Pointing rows
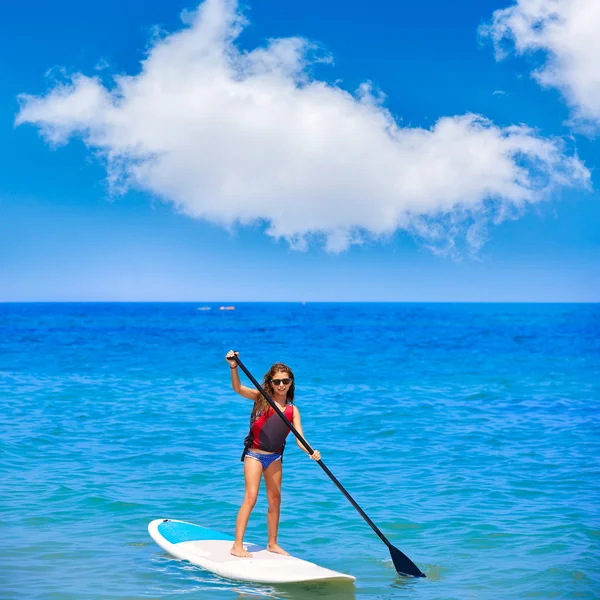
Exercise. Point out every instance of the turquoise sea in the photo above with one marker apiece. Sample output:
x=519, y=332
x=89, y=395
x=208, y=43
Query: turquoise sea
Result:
x=469, y=433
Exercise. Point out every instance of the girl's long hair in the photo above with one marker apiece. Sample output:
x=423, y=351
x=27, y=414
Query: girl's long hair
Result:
x=260, y=404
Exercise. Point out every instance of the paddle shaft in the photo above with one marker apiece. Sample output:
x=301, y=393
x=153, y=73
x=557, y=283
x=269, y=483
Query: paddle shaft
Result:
x=311, y=451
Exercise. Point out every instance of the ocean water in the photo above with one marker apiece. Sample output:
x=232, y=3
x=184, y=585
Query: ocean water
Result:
x=470, y=434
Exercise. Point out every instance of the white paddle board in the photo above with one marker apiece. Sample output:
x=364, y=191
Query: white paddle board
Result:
x=211, y=550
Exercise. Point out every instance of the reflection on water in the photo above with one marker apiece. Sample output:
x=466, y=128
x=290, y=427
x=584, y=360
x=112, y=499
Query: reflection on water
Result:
x=343, y=590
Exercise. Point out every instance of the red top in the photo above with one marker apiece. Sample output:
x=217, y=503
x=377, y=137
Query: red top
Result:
x=269, y=431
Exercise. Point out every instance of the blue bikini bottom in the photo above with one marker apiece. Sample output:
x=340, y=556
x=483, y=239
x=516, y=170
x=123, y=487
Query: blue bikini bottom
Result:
x=266, y=460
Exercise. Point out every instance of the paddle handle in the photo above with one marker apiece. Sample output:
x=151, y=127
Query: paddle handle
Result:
x=311, y=451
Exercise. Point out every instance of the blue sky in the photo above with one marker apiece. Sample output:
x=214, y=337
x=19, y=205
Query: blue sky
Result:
x=334, y=213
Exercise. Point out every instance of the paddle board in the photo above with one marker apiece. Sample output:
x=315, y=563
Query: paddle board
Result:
x=211, y=550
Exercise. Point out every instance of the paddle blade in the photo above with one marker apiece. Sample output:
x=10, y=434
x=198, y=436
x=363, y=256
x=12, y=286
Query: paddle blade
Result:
x=403, y=564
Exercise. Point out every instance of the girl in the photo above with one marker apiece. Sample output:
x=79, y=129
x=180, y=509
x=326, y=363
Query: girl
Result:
x=264, y=446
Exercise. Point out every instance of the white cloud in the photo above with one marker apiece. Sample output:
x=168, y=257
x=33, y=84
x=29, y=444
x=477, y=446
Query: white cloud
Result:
x=244, y=137
x=568, y=33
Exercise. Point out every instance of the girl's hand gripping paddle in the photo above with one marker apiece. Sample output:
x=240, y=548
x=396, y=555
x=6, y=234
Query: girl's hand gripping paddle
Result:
x=403, y=565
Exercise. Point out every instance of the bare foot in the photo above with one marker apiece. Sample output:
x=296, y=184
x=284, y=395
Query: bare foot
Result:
x=275, y=548
x=240, y=551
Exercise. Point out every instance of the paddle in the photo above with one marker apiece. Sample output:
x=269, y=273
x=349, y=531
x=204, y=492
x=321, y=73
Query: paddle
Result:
x=403, y=564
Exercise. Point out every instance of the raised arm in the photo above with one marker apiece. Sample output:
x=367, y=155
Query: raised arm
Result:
x=242, y=390
x=297, y=423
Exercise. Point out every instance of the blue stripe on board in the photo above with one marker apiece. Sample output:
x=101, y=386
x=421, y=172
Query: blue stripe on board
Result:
x=176, y=532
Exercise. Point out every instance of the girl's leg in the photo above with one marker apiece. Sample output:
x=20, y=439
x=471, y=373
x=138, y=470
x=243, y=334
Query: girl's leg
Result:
x=272, y=476
x=252, y=473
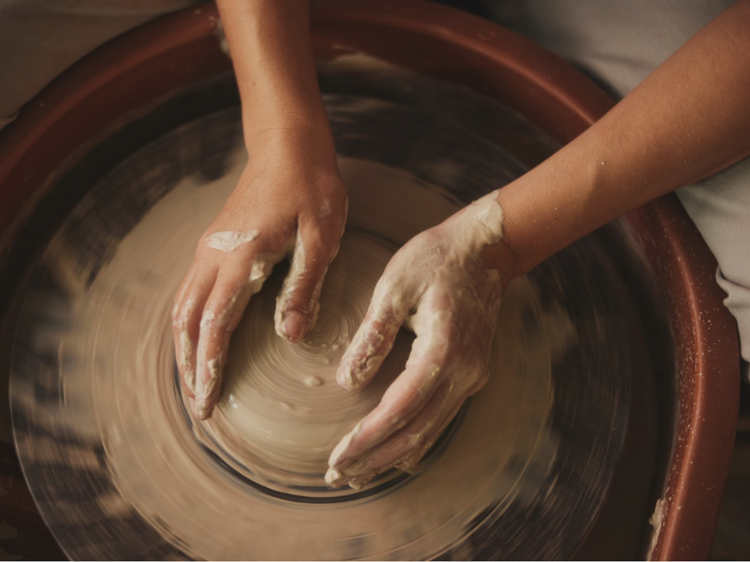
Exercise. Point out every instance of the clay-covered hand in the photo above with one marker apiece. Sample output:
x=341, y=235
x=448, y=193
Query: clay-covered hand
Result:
x=288, y=202
x=439, y=286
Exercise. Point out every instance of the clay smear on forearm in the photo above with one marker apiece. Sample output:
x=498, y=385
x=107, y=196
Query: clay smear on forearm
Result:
x=457, y=271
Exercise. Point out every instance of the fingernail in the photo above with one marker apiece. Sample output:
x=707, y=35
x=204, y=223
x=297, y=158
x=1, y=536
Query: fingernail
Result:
x=294, y=326
x=332, y=477
x=200, y=412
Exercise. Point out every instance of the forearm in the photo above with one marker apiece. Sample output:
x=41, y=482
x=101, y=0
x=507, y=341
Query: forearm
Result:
x=273, y=60
x=687, y=120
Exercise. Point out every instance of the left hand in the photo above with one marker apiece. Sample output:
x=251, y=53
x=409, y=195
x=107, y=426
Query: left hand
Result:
x=438, y=285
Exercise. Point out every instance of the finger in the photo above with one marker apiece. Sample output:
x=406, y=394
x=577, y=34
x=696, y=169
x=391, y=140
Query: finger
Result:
x=234, y=286
x=401, y=402
x=298, y=302
x=406, y=447
x=374, y=338
x=186, y=314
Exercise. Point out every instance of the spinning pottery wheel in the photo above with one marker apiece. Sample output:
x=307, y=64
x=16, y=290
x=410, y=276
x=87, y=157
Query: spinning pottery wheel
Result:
x=531, y=465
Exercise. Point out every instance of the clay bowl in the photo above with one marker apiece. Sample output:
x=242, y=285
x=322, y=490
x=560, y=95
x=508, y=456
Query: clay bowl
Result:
x=130, y=75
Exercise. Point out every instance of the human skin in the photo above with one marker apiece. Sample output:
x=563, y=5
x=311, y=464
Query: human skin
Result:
x=686, y=121
x=290, y=192
x=689, y=119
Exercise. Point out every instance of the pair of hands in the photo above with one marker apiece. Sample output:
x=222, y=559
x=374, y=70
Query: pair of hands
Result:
x=437, y=284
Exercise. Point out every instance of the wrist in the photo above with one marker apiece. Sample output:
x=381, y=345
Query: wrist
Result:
x=299, y=145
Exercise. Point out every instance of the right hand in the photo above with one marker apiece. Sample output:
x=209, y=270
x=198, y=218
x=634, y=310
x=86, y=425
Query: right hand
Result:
x=289, y=199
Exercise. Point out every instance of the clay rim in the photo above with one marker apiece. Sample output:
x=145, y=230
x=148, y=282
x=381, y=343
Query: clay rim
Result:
x=91, y=98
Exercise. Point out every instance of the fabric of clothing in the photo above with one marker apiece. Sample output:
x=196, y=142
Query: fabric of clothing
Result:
x=618, y=44
x=615, y=43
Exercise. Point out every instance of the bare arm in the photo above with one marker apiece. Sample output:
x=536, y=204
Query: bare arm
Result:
x=689, y=119
x=289, y=200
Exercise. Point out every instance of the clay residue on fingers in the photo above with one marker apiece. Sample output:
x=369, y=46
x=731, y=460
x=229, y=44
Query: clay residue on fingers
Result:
x=297, y=271
x=230, y=240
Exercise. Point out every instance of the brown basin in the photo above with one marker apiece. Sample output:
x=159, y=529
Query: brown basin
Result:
x=143, y=67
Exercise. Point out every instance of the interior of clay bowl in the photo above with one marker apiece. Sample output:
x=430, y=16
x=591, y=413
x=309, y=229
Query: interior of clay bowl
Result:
x=610, y=349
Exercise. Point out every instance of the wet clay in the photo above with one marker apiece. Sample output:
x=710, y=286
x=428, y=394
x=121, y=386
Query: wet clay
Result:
x=249, y=482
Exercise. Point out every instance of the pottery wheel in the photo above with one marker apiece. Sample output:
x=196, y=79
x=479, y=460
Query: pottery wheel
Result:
x=120, y=469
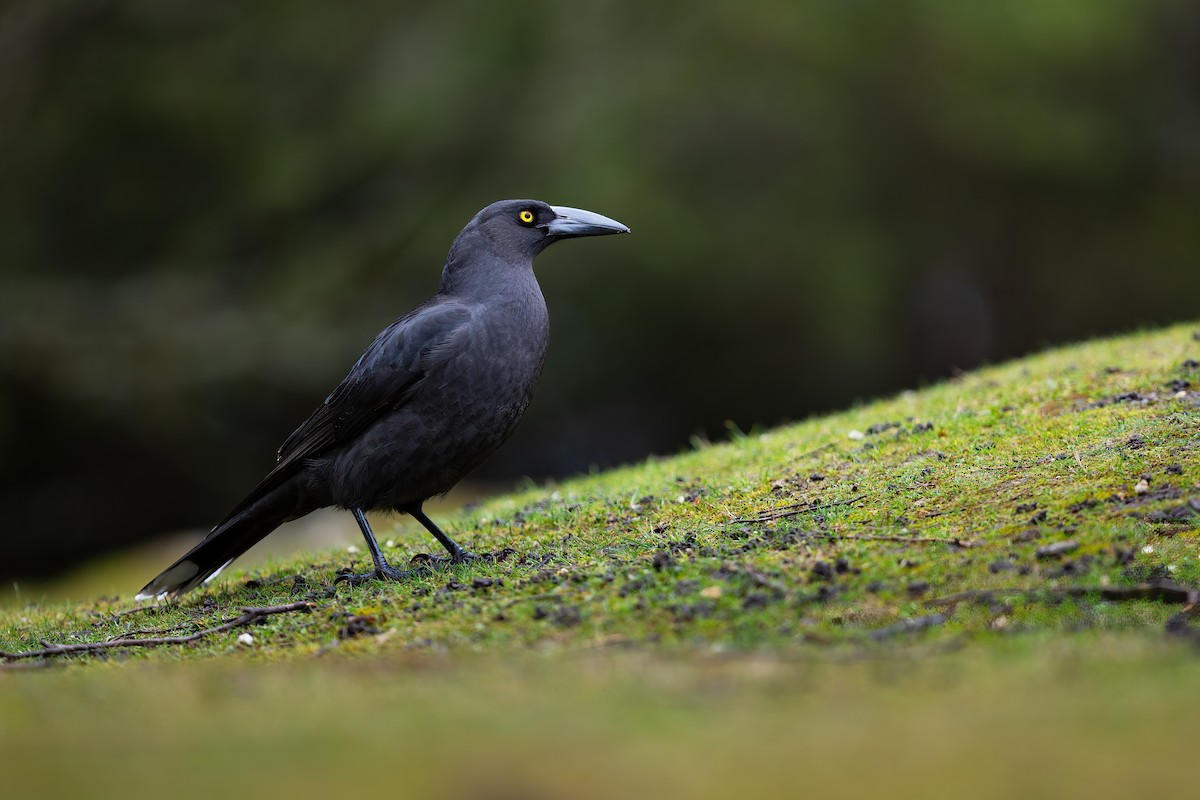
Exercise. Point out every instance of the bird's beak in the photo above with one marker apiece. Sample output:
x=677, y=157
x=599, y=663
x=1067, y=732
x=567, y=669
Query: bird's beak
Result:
x=576, y=222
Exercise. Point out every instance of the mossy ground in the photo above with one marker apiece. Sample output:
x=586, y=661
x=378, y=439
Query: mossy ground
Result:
x=673, y=605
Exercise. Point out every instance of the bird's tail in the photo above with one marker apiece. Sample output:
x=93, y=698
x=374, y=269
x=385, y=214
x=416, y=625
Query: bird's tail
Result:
x=243, y=529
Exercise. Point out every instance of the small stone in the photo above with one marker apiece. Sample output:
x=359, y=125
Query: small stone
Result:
x=917, y=588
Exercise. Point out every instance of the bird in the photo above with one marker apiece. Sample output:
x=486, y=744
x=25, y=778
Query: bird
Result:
x=436, y=394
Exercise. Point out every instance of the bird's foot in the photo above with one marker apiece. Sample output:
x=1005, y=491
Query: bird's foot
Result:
x=460, y=557
x=379, y=573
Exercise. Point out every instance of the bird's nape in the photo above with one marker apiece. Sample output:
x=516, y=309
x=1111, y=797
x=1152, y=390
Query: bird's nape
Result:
x=385, y=437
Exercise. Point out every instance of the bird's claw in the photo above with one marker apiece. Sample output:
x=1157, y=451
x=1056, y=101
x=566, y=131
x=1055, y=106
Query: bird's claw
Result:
x=379, y=573
x=461, y=557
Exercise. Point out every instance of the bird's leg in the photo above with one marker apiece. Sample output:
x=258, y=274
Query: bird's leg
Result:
x=383, y=570
x=457, y=554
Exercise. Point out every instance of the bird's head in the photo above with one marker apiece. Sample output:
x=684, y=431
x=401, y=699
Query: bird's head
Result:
x=528, y=227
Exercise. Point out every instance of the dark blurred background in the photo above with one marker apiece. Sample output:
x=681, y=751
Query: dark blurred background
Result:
x=208, y=209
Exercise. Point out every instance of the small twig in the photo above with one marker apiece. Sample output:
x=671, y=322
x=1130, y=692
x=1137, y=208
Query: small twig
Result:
x=883, y=537
x=1163, y=590
x=909, y=626
x=127, y=612
x=249, y=615
x=793, y=510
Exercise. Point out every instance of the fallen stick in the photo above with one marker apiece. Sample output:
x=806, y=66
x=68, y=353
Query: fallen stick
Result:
x=793, y=510
x=1164, y=591
x=249, y=615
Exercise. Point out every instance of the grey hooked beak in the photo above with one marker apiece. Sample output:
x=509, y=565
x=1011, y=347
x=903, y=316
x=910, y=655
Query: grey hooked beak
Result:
x=577, y=222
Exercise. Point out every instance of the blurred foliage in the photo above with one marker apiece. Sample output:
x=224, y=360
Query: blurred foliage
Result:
x=207, y=210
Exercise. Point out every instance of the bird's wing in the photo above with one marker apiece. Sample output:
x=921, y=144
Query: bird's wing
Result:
x=383, y=377
x=387, y=372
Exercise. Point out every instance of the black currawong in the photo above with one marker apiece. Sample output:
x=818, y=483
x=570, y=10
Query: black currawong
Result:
x=433, y=396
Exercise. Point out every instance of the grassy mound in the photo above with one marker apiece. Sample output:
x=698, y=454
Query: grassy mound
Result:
x=1026, y=534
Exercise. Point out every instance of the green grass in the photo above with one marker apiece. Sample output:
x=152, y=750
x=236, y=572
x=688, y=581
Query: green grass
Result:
x=646, y=635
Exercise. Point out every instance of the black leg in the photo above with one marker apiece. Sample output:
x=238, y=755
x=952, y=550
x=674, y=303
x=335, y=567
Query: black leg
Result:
x=383, y=570
x=456, y=552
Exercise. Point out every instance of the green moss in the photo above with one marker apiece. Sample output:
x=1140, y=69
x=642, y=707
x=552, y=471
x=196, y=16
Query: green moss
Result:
x=759, y=614
x=817, y=533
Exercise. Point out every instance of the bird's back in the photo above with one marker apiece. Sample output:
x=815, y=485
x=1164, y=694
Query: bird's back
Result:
x=475, y=385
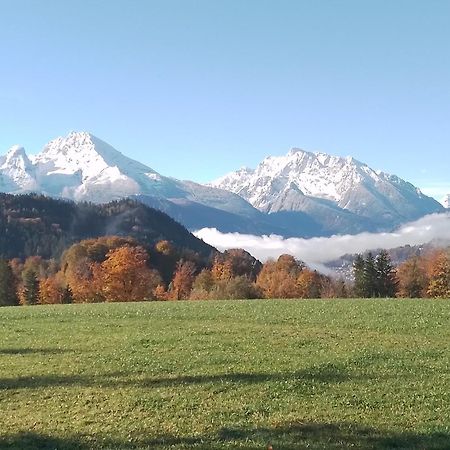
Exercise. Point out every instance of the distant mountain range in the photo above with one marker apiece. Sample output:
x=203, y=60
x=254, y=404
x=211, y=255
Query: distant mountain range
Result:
x=37, y=225
x=301, y=194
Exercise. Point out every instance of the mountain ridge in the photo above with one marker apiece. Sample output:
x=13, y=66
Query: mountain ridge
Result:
x=299, y=194
x=301, y=181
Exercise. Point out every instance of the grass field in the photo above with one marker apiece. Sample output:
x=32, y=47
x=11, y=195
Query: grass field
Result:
x=226, y=375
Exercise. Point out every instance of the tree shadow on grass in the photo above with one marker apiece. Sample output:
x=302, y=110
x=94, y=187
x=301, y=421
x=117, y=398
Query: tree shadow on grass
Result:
x=321, y=374
x=30, y=351
x=284, y=437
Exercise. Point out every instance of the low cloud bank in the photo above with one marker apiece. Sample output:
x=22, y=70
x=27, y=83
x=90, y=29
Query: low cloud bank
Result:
x=316, y=251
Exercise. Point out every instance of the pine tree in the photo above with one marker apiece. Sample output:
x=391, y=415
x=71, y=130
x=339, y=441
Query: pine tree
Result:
x=358, y=274
x=387, y=282
x=439, y=285
x=8, y=296
x=30, y=287
x=369, y=277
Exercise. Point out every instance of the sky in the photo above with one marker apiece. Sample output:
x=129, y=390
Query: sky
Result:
x=198, y=88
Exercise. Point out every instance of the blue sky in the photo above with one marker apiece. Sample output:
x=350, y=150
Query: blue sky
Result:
x=198, y=88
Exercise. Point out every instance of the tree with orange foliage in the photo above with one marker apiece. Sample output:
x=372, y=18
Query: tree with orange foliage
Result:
x=51, y=291
x=412, y=278
x=125, y=276
x=183, y=279
x=222, y=270
x=439, y=285
x=278, y=279
x=309, y=284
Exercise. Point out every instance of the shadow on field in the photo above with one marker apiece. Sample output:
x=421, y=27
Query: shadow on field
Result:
x=286, y=437
x=30, y=351
x=323, y=374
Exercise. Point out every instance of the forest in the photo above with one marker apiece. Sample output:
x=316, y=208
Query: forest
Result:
x=52, y=251
x=112, y=269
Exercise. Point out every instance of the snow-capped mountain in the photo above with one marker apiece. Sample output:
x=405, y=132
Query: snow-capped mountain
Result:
x=446, y=201
x=327, y=186
x=300, y=194
x=82, y=167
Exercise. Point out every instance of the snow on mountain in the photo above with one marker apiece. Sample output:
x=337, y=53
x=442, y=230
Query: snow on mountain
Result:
x=82, y=167
x=446, y=201
x=301, y=181
x=16, y=170
x=306, y=194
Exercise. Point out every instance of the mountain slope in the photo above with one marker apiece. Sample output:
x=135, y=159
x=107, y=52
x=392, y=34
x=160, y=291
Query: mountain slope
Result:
x=301, y=194
x=38, y=225
x=330, y=189
x=82, y=167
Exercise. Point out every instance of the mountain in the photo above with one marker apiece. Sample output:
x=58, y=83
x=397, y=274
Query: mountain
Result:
x=341, y=193
x=33, y=224
x=301, y=194
x=446, y=201
x=82, y=167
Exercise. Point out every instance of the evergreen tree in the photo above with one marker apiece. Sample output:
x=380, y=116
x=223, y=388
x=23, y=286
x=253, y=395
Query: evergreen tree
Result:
x=439, y=285
x=30, y=287
x=369, y=277
x=387, y=282
x=8, y=296
x=358, y=274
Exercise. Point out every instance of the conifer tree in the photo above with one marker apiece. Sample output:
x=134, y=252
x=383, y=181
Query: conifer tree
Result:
x=30, y=287
x=387, y=281
x=370, y=280
x=358, y=274
x=8, y=296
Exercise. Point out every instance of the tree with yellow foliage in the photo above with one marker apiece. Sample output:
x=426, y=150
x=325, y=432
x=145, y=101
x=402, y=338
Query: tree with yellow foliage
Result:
x=125, y=275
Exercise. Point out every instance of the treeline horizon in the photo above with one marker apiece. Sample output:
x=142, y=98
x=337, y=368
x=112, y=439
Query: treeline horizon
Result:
x=114, y=268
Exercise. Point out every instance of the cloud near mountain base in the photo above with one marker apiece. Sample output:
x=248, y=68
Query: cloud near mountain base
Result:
x=316, y=251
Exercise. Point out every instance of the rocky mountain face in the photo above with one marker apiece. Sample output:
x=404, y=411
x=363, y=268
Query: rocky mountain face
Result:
x=300, y=194
x=82, y=167
x=340, y=192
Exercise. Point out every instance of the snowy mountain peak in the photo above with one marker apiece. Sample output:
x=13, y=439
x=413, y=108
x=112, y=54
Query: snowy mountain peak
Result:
x=446, y=201
x=16, y=170
x=16, y=151
x=299, y=178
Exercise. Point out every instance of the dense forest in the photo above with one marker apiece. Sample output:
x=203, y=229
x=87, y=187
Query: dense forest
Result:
x=53, y=251
x=35, y=225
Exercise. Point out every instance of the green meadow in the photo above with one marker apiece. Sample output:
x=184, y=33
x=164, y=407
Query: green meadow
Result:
x=291, y=374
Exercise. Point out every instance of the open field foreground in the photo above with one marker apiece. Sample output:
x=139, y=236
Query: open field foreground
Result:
x=225, y=375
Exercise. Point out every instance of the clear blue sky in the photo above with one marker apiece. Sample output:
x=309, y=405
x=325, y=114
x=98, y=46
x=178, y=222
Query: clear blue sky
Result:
x=198, y=88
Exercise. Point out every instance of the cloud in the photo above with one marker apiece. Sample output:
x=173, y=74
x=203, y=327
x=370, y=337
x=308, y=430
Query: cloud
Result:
x=316, y=251
x=437, y=190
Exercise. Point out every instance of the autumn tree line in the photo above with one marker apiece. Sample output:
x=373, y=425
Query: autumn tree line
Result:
x=112, y=269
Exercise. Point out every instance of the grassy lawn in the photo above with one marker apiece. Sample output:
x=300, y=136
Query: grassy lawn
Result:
x=225, y=375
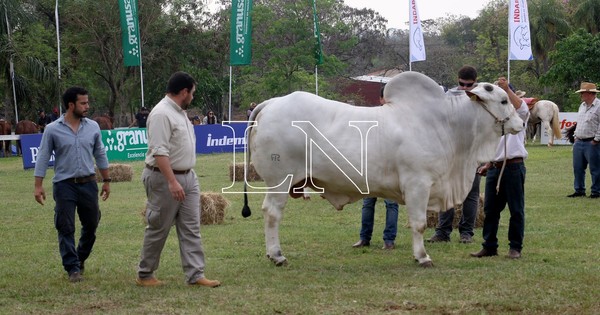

• _Brief_
Please render everything from the start of the rows above down to the line containing "x=470, y=434" as a Markdown table with the columns n and Line, where n numbers each line in order. Leave out blank lines and the pictures.

• _Final answer_
| n | Line |
|---|---|
| 1 | Exercise. Point out every instance of the turquoise sea in the photo above with one marker apiece. Sample output: |
| 2 | x=519, y=332 |
| 3 | x=89, y=395 |
| 4 | x=208, y=43 |
| 5 | Query: turquoise sea |
| 6 | Result: |
| 7 | x=469, y=433 |
| 8 | Exercise. Point out every instance of the girl's long hair in the photo above with one marker apiece. Sample output: |
| 9 | x=423, y=351 |
| 10 | x=27, y=414 |
| 11 | Query: girl's long hair |
| 12 | Result: |
| 13 | x=260, y=404 |
| 14 | Exercise. Point out every instance of the paddle shaft in the photo above with one marker apiece. Sample output: |
| 15 | x=301, y=393 |
| 16 | x=153, y=73 |
| 17 | x=557, y=283 |
| 18 | x=269, y=483 |
| 19 | Query: paddle shaft |
| 20 | Result: |
| 21 | x=311, y=451 |
| 22 | Exercise. Point out every instance of the ocean water in the photo above with one marker apiece. Sample output: |
| 23 | x=232, y=3 |
| 24 | x=184, y=585 |
| 25 | Query: ocean water |
| 26 | Result: |
| 27 | x=470, y=434 |